**Instructions for the task**
How many lines in the entries below contain the word "table"? Give only the number.

**Source records**
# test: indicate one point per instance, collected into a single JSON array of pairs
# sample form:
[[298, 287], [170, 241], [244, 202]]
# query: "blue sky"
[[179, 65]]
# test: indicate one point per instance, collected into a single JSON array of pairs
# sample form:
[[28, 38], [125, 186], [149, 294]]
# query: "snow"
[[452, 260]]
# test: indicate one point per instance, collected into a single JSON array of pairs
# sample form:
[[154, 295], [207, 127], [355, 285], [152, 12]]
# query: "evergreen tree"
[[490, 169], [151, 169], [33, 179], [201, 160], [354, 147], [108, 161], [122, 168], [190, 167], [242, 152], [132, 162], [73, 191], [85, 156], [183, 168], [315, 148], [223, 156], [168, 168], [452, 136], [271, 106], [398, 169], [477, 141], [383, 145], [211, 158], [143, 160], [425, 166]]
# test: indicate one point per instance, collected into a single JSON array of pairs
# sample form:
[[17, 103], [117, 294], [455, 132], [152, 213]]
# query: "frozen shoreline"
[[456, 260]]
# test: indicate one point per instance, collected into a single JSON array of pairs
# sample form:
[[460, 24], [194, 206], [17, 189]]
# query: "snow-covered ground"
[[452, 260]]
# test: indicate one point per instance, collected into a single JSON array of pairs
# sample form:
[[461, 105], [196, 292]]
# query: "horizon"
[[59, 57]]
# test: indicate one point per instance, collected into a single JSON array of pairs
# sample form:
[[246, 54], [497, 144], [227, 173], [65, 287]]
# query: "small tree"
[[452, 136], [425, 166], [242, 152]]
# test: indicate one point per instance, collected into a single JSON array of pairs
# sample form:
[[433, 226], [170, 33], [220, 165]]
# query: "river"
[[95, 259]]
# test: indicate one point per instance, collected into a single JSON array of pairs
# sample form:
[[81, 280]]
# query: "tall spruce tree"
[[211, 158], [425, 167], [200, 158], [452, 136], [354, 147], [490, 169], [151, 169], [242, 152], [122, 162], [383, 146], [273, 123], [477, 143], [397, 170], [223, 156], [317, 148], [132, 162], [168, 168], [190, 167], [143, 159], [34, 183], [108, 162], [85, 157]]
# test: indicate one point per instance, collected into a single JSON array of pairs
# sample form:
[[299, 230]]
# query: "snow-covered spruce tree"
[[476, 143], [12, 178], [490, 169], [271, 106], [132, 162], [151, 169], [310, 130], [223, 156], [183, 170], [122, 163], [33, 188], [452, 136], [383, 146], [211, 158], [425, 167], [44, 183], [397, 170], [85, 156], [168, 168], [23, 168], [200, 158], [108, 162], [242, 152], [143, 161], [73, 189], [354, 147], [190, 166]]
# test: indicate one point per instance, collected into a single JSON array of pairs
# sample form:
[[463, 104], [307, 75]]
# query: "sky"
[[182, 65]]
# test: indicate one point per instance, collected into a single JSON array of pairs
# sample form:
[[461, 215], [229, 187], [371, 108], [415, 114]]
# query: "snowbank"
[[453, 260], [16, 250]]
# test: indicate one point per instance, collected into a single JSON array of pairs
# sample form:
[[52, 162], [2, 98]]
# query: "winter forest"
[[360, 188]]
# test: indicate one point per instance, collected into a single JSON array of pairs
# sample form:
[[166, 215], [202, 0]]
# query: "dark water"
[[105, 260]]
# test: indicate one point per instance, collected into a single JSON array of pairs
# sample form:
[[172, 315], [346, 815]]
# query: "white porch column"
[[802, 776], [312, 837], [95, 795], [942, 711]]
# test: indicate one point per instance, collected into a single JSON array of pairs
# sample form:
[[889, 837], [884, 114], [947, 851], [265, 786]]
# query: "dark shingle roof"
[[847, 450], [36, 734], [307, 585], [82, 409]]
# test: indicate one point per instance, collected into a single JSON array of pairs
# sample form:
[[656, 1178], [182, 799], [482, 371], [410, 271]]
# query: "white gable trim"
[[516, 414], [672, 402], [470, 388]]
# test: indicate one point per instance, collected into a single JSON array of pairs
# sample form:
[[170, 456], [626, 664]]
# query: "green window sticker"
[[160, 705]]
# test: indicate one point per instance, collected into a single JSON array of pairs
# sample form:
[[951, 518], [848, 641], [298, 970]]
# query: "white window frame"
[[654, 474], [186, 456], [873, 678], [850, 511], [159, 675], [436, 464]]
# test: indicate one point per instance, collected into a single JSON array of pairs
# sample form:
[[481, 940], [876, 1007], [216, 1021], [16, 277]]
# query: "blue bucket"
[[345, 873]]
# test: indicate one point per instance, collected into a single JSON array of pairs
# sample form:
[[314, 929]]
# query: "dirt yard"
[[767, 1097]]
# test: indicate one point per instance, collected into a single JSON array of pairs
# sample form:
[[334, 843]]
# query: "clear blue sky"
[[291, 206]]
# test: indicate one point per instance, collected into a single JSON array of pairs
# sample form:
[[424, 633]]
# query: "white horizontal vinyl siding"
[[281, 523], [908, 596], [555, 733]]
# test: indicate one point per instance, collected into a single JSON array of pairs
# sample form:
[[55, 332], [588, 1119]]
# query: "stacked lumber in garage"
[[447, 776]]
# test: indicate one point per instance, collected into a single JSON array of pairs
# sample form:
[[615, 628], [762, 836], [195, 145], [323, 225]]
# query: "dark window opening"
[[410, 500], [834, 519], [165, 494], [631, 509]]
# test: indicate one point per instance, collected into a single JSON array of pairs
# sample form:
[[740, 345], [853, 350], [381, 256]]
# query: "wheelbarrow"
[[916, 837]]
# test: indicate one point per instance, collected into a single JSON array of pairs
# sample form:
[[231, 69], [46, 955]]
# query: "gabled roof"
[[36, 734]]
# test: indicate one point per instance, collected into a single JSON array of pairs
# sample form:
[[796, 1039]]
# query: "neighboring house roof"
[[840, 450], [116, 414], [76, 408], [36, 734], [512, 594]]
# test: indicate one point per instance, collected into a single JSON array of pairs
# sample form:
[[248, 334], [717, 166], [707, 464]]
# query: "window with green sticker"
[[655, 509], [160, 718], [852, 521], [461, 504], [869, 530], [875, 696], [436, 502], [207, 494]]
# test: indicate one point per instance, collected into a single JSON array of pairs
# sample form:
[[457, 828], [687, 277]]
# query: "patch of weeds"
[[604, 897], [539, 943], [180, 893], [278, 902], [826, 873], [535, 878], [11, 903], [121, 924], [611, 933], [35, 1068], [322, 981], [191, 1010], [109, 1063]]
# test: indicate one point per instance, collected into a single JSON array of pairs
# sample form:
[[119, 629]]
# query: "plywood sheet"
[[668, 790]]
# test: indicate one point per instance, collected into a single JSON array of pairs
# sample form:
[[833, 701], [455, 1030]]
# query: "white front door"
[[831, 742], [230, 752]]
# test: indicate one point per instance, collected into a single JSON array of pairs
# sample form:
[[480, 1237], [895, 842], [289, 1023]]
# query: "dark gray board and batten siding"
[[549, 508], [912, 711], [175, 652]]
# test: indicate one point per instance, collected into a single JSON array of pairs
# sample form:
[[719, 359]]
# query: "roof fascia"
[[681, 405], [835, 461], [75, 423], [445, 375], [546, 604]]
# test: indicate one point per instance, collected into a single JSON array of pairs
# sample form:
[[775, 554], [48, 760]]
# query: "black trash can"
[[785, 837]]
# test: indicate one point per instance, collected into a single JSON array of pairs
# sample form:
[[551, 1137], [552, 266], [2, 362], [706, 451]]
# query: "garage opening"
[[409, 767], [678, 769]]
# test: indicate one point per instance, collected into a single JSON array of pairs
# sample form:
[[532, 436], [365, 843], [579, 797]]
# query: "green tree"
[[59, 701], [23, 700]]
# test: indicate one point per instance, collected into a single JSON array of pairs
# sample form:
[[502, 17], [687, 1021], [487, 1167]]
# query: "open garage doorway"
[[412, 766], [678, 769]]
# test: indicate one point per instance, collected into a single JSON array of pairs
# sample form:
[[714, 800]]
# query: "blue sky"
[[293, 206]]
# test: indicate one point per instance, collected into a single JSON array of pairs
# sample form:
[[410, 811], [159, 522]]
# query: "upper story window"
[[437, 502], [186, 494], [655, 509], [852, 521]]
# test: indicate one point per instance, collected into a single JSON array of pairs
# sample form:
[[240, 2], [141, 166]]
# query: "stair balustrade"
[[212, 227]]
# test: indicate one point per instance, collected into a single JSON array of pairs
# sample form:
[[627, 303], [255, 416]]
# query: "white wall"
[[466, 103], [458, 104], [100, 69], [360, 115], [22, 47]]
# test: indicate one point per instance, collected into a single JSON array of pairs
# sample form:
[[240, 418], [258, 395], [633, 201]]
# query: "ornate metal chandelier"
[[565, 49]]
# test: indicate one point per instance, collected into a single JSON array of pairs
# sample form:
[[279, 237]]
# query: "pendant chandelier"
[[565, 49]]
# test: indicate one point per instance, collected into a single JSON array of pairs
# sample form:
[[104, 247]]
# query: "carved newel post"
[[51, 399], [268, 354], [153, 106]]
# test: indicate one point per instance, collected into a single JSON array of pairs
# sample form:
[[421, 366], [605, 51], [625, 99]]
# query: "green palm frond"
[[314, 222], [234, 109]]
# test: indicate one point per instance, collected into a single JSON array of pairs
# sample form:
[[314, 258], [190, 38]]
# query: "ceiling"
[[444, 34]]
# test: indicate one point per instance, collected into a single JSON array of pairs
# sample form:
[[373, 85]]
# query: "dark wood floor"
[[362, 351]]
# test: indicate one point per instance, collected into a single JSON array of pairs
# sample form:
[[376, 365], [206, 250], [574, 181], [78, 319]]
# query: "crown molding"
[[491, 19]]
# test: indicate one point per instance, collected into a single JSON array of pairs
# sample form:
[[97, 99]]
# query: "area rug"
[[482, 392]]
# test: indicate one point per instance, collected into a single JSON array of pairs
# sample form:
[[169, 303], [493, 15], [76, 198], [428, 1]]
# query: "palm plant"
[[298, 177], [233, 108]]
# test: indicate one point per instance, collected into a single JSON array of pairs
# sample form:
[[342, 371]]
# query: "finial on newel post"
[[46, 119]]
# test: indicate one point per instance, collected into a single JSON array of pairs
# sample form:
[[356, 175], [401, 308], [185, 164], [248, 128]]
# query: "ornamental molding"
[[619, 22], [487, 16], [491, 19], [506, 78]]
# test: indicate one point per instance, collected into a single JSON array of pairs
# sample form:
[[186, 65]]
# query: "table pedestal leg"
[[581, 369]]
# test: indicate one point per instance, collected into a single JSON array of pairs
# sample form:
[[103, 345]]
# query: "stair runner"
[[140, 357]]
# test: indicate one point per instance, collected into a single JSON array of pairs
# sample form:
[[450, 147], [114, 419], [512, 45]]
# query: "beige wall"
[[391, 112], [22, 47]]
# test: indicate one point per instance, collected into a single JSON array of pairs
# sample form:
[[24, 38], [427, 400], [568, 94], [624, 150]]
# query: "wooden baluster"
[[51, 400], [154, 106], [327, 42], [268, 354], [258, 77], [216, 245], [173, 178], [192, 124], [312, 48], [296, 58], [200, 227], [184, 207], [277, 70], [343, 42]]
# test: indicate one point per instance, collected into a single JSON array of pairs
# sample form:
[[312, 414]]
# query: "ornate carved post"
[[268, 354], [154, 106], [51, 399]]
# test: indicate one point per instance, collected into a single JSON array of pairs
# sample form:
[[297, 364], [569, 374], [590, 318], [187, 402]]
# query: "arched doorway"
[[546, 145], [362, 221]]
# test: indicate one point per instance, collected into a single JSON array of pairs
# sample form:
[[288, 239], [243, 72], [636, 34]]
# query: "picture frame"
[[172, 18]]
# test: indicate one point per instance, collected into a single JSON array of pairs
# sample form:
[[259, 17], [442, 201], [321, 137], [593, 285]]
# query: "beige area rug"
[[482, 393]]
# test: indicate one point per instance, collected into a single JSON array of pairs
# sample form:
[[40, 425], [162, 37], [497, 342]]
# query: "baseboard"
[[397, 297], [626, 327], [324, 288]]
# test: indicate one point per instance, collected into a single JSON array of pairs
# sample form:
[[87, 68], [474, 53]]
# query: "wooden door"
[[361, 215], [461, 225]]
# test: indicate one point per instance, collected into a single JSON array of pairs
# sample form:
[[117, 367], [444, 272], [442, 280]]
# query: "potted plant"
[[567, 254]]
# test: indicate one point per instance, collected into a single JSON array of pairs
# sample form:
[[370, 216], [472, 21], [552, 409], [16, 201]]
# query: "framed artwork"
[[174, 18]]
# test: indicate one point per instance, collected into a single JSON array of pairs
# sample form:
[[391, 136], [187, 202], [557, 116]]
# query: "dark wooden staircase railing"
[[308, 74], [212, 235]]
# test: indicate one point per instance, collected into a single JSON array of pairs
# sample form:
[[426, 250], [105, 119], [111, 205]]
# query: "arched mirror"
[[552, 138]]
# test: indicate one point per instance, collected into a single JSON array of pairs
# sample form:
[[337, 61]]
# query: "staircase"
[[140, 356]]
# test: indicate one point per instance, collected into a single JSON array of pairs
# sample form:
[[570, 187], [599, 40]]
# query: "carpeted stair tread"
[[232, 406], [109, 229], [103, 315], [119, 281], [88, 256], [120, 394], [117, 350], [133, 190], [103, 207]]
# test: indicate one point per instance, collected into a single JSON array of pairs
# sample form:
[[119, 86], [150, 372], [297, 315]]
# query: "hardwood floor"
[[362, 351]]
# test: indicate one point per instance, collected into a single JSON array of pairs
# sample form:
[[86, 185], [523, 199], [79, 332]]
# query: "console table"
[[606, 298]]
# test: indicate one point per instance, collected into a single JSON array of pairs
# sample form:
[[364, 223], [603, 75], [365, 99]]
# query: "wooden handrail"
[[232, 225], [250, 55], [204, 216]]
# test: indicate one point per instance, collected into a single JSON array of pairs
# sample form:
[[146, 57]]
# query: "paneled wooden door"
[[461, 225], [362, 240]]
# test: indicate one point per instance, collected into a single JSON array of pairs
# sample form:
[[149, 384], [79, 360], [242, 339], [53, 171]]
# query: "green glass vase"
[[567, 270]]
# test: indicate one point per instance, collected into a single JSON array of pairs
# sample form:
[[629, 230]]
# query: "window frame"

**Exercise response**
2